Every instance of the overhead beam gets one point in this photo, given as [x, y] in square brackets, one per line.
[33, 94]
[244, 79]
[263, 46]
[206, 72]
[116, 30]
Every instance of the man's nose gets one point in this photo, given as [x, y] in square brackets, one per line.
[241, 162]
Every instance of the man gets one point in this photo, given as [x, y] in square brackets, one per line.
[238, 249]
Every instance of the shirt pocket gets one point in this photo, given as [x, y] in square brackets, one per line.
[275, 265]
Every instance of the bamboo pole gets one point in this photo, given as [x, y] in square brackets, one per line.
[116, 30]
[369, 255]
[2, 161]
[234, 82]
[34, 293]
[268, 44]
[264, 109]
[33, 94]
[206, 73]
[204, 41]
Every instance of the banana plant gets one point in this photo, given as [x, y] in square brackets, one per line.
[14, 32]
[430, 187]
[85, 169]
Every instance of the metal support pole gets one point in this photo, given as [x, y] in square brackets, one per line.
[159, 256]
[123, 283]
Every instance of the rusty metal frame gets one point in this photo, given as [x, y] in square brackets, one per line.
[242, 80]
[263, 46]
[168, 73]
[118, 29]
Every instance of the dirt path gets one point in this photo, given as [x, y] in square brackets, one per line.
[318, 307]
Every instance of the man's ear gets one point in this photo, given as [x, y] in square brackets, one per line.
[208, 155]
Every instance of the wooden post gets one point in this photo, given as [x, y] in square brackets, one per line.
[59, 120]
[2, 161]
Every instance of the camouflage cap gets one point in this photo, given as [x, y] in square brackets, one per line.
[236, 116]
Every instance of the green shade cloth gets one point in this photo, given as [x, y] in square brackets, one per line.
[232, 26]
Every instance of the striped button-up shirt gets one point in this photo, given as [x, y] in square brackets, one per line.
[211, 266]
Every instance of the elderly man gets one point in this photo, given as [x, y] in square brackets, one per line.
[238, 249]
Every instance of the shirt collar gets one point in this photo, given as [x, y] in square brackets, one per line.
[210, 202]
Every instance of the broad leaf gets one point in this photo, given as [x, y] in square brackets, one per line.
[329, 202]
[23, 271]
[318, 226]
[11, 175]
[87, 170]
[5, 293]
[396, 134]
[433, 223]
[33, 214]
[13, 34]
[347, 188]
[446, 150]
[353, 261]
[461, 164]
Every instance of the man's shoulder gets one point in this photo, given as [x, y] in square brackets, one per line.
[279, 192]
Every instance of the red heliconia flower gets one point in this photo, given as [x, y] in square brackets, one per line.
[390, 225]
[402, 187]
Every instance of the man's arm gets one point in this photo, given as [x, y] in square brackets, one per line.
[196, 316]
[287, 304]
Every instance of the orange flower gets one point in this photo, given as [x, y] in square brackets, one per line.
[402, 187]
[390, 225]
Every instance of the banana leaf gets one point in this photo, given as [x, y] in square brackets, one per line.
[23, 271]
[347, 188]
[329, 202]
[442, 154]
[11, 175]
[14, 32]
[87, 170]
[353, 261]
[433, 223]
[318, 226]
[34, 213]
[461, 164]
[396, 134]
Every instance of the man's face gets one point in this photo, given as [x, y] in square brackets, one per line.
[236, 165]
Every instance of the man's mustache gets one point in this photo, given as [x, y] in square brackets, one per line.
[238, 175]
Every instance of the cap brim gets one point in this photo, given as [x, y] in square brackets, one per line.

Aim of the task: Present every line of the material above as a numbered list, omitting any blank lines.

Result:
1. Every instance of the overhead beam gets one point in this photo, given as [x, y] in square brackets, one per line.
2. [33, 94]
3. [244, 79]
4. [263, 46]
5. [206, 72]
6. [116, 30]
7. Every instance of the man's nose gets one point in this photo, given as [x, y] in square brackets, one per line.
8. [241, 162]
9. Every instance of the man gets one point in this photo, given as [x, y] in square brackets, one per line.
10. [238, 249]
11. Every instance of the shirt pocket gets one point in this photo, given as [x, y] in square brackets, one per line.
12. [275, 265]
13. Every instance of the bamboo pole gets one point in this photo, given as [x, y] in square brackets, one per line.
14. [116, 30]
15. [369, 255]
16. [2, 161]
17. [234, 82]
18. [34, 293]
19. [268, 44]
20. [264, 109]
21. [33, 94]
22. [206, 73]
23. [204, 41]
24. Every instance of the banana plant gets one point in this photo, given as [x, y] in square brackets, one per line.
25. [14, 32]
26. [430, 187]
27. [85, 169]
28. Every instance of the metal support pole gets one point in this photo, given as [x, y] in square brackets, one per line.
29. [159, 256]
30. [123, 283]
31. Every instance of the rusty metal frame gets one point in this photo, given as [x, y] in square brackets, one per line.
32. [242, 80]
33. [263, 46]
34. [168, 73]
35. [118, 29]
36. Every instance of the dirt path gets one point in this photo, given as [x, y] in square brackets, one per line.
37. [318, 307]
38. Every instance of the man's ear gets one point in this photo, given as [x, y] in square brackets, one per line.
39. [208, 155]
40. Every instance of the wooden post gets one point in this photo, given as [x, y] in square brackets, one per line.
41. [59, 120]
42. [2, 161]
43. Every instance of the camouflage cap gets one point in this photo, given as [x, y] in square brackets, one per line.
44. [236, 116]
45. Every instance of the green shade cloth gets one point in this photo, given as [x, y] in square brackets, one per line.
46. [232, 26]
47. Every instance of the striped button-up shirt gets one point in this photo, given as [x, y] in square brackets, one per line.
48. [211, 266]
49. Every instance of the elderly man gets one point in this photo, given as [x, y] in square brackets, one per line.
50. [238, 249]
51. Every instance of the shirt collar gets one point in this photo, given as [x, y] in square brackets, one per line.
52. [210, 202]
53. Every instance of the broad leaf gets one point in this photo, given as [x, y] in square brackets, one per line.
54. [329, 202]
55. [23, 271]
56. [318, 226]
57. [11, 175]
58. [87, 170]
59. [5, 293]
60. [396, 134]
61. [433, 223]
62. [33, 214]
63. [13, 34]
64. [347, 188]
65. [446, 150]
66. [353, 261]
67. [461, 164]
68. Every instance of the man's shoulder gets one point in this photo, given as [x, y] in square brackets, one per line.
69. [279, 192]
70. Every instance of the red heliconia flower gets one point in this photo, given as [x, y] in square brackets, one per line.
71. [390, 225]
72. [402, 187]
73. Every instance of the man's arm gets one point in this photo, given as [x, y] in square brackets, one per line.
74. [196, 316]
75. [287, 304]
76. Every instance of the orange flower gets one point in this photo, given as [x, y] in square brackets, one per line.
77. [402, 187]
78. [390, 225]
79. Every instance of the banana leaf gets one point in this photo, given as [x, y] in square brackets, one per line.
80. [23, 271]
81. [347, 188]
82. [329, 202]
83. [442, 154]
84. [11, 175]
85. [14, 32]
86. [87, 170]
87. [353, 261]
88. [433, 223]
89. [318, 226]
90. [34, 213]
91. [461, 164]
92. [396, 134]
93. Every instance of the man's face gets one point in this photo, given as [x, y] in square brackets, one per line.
94. [236, 165]
95. Every instance of the man's mustache gets one point in this photo, given as [x, y] in square brackets, one per line.
96. [238, 175]
97. Every instance of the cap brim gets one point in this photo, given as [x, y] in square brackets, one per line.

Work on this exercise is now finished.